• _EXERCISE OBJECTIVE_: Repeat the listing that follows, character for character, minus the pictures.

(Records from a point labeling set)
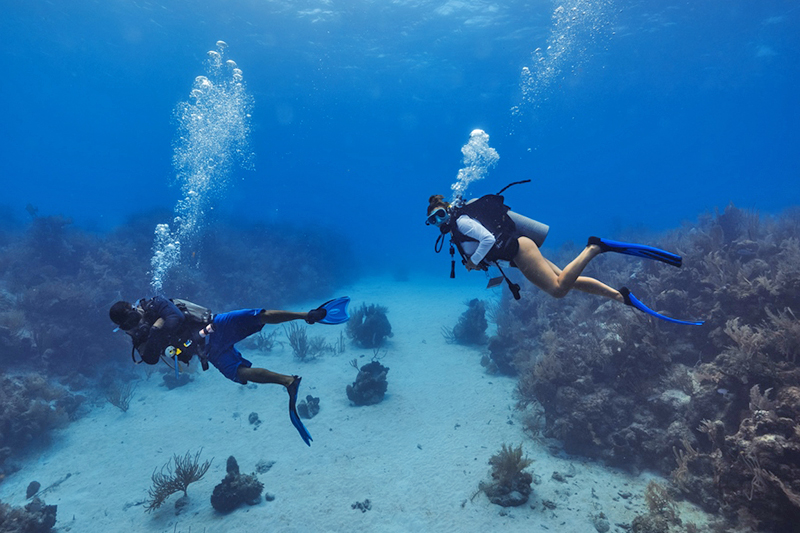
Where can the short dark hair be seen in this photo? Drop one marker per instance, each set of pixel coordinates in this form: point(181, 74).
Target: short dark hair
point(435, 202)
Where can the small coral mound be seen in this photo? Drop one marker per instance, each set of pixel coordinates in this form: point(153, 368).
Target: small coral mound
point(368, 326)
point(170, 480)
point(510, 486)
point(370, 385)
point(236, 489)
point(35, 517)
point(471, 326)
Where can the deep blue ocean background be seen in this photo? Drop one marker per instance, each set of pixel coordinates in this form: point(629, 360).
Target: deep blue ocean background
point(658, 113)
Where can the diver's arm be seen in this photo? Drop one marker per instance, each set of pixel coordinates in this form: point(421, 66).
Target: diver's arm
point(472, 228)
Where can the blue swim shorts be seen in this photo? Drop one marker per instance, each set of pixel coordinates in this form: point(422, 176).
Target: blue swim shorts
point(230, 328)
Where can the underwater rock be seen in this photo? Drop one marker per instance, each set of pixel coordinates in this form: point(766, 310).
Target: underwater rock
point(236, 489)
point(32, 489)
point(308, 408)
point(370, 385)
point(364, 506)
point(35, 517)
point(510, 486)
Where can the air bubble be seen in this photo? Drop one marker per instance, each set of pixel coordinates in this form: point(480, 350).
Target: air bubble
point(212, 138)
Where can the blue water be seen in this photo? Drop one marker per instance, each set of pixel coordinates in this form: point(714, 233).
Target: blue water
point(653, 114)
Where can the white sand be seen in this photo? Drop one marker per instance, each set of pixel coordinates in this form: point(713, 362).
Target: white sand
point(418, 456)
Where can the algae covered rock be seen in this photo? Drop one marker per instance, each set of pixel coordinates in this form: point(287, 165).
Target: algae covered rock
point(236, 489)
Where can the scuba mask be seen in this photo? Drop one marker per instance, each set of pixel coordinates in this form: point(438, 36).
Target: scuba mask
point(439, 216)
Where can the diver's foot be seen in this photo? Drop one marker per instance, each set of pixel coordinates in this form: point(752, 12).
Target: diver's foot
point(598, 245)
point(292, 387)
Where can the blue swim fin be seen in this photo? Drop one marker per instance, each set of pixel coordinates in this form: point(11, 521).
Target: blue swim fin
point(336, 311)
point(638, 250)
point(293, 416)
point(633, 301)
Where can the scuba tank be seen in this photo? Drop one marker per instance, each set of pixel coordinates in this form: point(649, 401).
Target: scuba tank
point(527, 227)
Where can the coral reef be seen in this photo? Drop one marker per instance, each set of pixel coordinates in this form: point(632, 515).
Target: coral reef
point(714, 406)
point(308, 408)
point(370, 385)
point(510, 485)
point(35, 517)
point(236, 489)
point(31, 407)
point(52, 270)
point(368, 326)
point(58, 281)
point(169, 479)
point(471, 326)
point(120, 395)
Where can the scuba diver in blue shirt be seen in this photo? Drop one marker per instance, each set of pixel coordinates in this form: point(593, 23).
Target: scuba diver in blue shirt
point(485, 231)
point(178, 329)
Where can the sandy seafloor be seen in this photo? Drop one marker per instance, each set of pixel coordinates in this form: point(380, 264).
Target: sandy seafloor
point(418, 456)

• _ANSWER BELOW_:
Where can the short dark hair be seen in this photo? Drop one marker per instance, each set of pixel coordinates in this form: point(181, 74).
Target: short dark hair
point(435, 202)
Where can the small coral mound be seen in this photo? Drop one marker per instance, each set of pixel coordinates in this form: point(153, 368).
Target: small coral mound
point(368, 326)
point(170, 480)
point(510, 486)
point(370, 385)
point(236, 489)
point(35, 517)
point(471, 326)
Where can the deep blue ocean background be seen in this photo? Drop one marker per instance, each set of pixel coordinates in this form: point(629, 360).
Target: deep blue ocean background
point(658, 113)
Where can the diver's arm be seen in this photo? Drop one marker per instance, each set of pixel coordinates in this form: point(421, 66).
Target: diver's arm
point(472, 228)
Where can the blue swim shorts be seen in this photo? Drop one marker per instance, each set of pixel coordinates in this form: point(422, 176).
Target: blue swim shorts
point(230, 328)
Where can the underwater rock be seen in this photo? Drop one marker per instance, each set of pixel coordinates in this form: point(766, 310).
Target: underwater rock
point(236, 489)
point(32, 489)
point(308, 408)
point(370, 385)
point(364, 506)
point(35, 517)
point(510, 486)
Where can the air bubble be seen in this photo? Drop one marker per instance, each set of pixel coordinates in this form: point(480, 350).
Target: air bubble
point(212, 138)
Where can the blue water be seen in this photo? Drop one marker per instance, each set of pixel coordinates in this form: point(714, 233).
Target: blue water
point(653, 114)
Where can the white sand be seen in this photo? Drop one marker per instance, each set of pixel coordinates in this form: point(713, 362).
Target: white sand
point(418, 456)
Where can the algae covered rock be seen in this photo? Drop one marker per instance, each set of pixel coordinates in this form: point(287, 165).
Target: algae covered rock
point(236, 489)
Where can the scuba mask be seen in this photo? Drop one marker per instance, each set of pixel coordinates in this form: point(438, 36).
Target: scuba mask
point(439, 216)
Where can the diver's foot be seen in this photo? Drop one marker per instance, each set of pixel coordinates in this form: point(752, 12).
Target: diver's foot
point(598, 245)
point(292, 387)
Where can the blue swim fin be seen in this photo? Drop one marker per instance, each set of pixel coordinates in this form: point(11, 521).
Target: blue swim fin
point(336, 311)
point(638, 250)
point(293, 416)
point(633, 301)
Where can the scuba tank be seen in this photo? Drop one marker per instance, each set of pixel coordinates in this form: point(649, 401).
Target: scuba tank
point(527, 227)
Where can the coral reef be seen in this photo? Drop one marker per instance, each set of pixel coordinates in this form: point(632, 515).
Target: coral reef
point(714, 406)
point(308, 408)
point(370, 385)
point(510, 485)
point(35, 517)
point(236, 489)
point(31, 407)
point(52, 270)
point(368, 326)
point(58, 281)
point(169, 479)
point(471, 326)
point(120, 395)
Where can the scuba diver in blue shirt be seen in this photo? Drop one marker per instance, each set of pixel coordinates in this form: point(593, 23).
Target: scuba diver in blue shirt
point(485, 231)
point(178, 329)
Where can the sandy seafloor be seen in this photo? Drop one marker per instance, each set of pixel coordinates in this form: point(380, 264).
Target: sandy seafloor
point(418, 456)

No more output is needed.